_DESCRIPTION OF THE TASK_
Produce as output only the lines below starting at the line with "Target: gray wall backdrop" and continuing through the line with "Target: nose", each one exactly as written.

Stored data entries
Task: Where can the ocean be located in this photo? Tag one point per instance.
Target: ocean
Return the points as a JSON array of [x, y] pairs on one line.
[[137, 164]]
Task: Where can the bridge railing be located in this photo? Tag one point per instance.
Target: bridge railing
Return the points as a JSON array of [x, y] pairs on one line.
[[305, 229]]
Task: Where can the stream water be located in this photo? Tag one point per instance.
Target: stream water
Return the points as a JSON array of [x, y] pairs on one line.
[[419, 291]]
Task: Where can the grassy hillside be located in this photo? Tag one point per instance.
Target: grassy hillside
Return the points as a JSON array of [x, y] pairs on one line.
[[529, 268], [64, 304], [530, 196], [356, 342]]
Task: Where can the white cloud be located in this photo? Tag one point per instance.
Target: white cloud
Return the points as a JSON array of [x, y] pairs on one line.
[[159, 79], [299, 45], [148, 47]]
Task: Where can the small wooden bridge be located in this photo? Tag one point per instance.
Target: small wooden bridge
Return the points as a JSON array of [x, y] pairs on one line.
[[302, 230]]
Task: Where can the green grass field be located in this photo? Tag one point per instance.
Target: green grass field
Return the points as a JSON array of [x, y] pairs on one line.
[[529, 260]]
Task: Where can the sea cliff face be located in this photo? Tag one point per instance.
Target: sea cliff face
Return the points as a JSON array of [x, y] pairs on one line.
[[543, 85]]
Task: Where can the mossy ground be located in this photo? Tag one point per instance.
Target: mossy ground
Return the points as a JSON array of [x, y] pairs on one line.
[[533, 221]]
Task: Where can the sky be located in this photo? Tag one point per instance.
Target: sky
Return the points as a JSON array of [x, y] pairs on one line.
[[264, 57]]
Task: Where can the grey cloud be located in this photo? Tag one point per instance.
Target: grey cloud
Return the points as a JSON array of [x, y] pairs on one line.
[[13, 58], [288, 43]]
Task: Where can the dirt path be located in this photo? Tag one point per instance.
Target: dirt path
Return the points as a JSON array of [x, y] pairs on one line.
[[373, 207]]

* * *

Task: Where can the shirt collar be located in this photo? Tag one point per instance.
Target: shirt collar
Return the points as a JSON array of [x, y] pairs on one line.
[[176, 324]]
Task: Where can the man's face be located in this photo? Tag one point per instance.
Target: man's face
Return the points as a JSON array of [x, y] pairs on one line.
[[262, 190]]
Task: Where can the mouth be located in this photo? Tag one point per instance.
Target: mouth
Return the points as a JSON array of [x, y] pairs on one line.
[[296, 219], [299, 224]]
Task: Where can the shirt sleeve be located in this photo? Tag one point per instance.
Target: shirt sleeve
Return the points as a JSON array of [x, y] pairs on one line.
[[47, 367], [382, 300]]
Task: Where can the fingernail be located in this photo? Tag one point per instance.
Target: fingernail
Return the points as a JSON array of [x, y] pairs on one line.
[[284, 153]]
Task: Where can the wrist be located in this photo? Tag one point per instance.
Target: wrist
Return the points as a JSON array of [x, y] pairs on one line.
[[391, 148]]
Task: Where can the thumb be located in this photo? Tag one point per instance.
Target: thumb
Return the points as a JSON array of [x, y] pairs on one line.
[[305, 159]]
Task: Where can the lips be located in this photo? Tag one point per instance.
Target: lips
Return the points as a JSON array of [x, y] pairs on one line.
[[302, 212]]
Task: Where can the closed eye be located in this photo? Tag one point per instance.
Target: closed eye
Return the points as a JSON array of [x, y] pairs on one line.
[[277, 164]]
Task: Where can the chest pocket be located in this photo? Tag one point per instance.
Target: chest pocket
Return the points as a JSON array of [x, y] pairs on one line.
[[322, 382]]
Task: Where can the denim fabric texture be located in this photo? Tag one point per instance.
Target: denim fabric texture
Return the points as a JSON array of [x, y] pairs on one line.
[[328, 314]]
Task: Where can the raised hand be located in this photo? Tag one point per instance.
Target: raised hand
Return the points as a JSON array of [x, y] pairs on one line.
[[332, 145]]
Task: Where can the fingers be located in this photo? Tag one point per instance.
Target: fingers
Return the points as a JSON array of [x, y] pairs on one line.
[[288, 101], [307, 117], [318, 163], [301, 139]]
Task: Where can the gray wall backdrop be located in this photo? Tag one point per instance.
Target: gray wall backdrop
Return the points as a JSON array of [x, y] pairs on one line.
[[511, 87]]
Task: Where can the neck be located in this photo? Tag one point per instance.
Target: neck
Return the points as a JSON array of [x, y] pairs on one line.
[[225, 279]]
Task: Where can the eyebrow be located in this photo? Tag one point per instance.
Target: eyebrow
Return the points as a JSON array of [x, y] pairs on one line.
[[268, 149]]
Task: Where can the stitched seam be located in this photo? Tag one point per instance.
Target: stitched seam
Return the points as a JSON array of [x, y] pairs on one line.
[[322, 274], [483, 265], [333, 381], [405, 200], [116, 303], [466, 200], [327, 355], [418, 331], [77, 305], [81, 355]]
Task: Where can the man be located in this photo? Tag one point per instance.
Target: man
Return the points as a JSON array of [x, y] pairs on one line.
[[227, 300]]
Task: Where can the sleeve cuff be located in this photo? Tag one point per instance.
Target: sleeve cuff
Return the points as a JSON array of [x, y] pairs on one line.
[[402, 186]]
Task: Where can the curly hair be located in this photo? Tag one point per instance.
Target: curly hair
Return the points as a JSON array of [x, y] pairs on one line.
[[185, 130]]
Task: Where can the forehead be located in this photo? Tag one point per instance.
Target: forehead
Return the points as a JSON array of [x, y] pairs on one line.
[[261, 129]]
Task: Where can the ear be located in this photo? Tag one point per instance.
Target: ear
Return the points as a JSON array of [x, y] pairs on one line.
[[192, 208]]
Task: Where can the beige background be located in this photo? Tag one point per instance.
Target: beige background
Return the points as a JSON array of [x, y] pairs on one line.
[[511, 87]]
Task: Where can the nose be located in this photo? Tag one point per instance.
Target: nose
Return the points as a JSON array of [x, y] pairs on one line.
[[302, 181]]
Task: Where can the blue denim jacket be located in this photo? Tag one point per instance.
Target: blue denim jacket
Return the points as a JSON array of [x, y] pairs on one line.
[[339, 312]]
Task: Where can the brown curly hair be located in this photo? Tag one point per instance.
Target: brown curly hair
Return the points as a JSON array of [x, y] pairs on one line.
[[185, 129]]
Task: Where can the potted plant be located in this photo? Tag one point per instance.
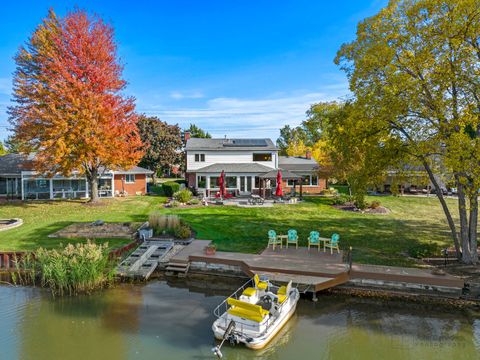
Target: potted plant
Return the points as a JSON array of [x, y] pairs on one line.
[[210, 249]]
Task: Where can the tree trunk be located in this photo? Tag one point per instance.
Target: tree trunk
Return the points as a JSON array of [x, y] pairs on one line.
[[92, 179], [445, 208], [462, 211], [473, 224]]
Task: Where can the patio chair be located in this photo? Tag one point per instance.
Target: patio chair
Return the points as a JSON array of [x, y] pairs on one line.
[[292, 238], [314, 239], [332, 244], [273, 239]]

_TASK RESPONSE_
Target: gray wall backdrop
Return the points as a JSON array of [x, y] pairs on one line.
[[511, 87]]
Task: Where can the neck be located in this photo? Tag one point per instance.
Target: neck
Return the points as a JSON array of [x, y] pairs on one line.
[[225, 279]]
Task: Where can the eyebrow be located in this photo? Tag one point per instance.
Target: eyebrow
Return the points as a JSON array of [x, y] pairs on one line.
[[268, 149]]
Task: Where can the stitched seam be located in this photo? Tag one point per instance.
Target: stitched seam
Return the points as a JSON array of [x, y] pairs on one line.
[[322, 274], [483, 265], [333, 381], [405, 200], [116, 303], [466, 200], [327, 355], [418, 331], [77, 305], [81, 355]]
Task: Where can the man be located in this photo? Tag one point per instance.
Target: man
Return the points as a JSON array of [x, y] pairs on one line.
[[227, 300]]
Task: Where can the sleeve cuff be located in this photo? Tag one point per instance.
Target: sleeve cuff
Return the points as a JSON array of [x, y] pairs on one line.
[[402, 186]]
Task: Where can the curly hair be located in this photo? Tag one point per instance.
Target: curly hair
Return the points as a JSON array of [x, y] pairs on one line.
[[185, 130]]
Task: Where can the forehead be located in this photo? Tag one point per instance.
Target: forehead
Return the points as a JSON array of [x, y] pairs on one line.
[[261, 129]]
Task: Where can the ear be located in this photo? Tag one point per instance.
Target: ear
Return the points as a JSON array of [x, y] pairs on one line.
[[192, 208]]
Task: Where can the beige background be located in this photo? Tag one point per instance.
Target: beige background
Return the points as a JSON array of [x, y] pairs on one line.
[[511, 87]]
Task: Where can the nose be located in this photo? Tag one point per instance.
Target: nose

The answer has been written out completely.